**TASK DETAILS**
Among the lines of the data, copy those that hold "sleeve".

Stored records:
────────

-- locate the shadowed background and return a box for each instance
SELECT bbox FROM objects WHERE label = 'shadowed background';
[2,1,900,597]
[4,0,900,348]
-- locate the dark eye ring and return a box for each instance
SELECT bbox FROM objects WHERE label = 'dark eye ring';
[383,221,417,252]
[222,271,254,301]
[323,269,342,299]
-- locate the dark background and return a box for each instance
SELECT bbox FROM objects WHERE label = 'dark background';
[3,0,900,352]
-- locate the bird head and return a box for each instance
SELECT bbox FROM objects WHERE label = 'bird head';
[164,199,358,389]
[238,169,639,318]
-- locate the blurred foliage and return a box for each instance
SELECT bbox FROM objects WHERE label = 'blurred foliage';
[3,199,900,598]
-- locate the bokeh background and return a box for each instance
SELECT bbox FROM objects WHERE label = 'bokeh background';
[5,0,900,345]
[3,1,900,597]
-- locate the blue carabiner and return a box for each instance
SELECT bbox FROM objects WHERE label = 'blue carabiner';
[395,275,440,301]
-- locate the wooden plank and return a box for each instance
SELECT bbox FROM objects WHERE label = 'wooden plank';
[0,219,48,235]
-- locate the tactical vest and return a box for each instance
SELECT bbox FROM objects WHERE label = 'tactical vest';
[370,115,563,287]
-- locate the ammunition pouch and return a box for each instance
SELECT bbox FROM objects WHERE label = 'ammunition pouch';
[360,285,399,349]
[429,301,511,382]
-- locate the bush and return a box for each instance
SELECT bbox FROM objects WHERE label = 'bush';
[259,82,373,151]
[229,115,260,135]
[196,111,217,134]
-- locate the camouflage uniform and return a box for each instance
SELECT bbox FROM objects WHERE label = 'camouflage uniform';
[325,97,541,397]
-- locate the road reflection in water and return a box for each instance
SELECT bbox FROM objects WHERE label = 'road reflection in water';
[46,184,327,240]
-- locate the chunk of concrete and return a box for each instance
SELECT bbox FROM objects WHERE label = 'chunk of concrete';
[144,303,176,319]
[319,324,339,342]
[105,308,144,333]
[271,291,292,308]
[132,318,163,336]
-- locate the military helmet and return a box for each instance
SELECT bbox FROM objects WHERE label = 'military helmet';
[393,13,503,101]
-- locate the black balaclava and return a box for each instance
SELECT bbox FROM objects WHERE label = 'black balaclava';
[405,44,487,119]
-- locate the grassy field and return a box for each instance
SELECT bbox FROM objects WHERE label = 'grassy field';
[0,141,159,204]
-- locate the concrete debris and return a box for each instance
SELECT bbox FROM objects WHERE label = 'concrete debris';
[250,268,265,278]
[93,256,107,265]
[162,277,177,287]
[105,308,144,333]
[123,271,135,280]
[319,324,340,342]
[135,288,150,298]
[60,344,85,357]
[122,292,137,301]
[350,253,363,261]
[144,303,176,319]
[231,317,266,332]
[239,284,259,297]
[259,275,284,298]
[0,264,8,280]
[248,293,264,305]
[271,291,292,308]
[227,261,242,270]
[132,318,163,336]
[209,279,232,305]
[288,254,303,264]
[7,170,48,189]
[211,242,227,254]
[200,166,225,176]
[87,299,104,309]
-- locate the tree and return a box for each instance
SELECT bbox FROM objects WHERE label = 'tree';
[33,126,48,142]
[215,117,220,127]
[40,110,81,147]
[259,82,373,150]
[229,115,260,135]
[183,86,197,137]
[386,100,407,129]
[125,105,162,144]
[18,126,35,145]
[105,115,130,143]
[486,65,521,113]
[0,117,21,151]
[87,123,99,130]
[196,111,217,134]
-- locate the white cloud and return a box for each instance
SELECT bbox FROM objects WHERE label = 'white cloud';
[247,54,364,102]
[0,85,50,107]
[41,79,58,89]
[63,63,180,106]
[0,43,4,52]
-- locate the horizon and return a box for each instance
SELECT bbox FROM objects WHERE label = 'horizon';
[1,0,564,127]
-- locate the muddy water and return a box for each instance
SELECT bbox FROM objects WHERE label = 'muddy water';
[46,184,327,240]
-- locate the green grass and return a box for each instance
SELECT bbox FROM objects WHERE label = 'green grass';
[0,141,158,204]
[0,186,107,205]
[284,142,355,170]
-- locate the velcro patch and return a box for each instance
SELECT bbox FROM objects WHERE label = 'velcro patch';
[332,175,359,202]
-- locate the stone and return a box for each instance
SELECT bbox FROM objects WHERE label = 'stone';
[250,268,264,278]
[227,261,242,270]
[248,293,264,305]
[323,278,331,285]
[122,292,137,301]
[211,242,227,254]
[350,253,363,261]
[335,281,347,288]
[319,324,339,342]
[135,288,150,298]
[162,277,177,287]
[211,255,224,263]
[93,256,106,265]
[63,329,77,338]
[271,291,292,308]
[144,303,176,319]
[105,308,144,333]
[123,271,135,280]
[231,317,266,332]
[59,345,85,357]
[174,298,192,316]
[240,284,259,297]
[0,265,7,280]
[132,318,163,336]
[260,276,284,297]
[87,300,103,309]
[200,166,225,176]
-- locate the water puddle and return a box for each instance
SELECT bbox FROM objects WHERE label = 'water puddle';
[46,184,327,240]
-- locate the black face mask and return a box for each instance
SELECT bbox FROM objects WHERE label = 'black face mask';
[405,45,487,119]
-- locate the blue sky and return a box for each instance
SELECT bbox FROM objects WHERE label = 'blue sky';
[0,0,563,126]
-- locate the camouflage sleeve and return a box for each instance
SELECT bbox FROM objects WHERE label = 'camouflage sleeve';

────────

**COMPLETED EXERCISE**
-- locate the camouflage sleeve and return a box for each instance
SELECT bbox FROM objects WHERE label = 'camouflage sleeve';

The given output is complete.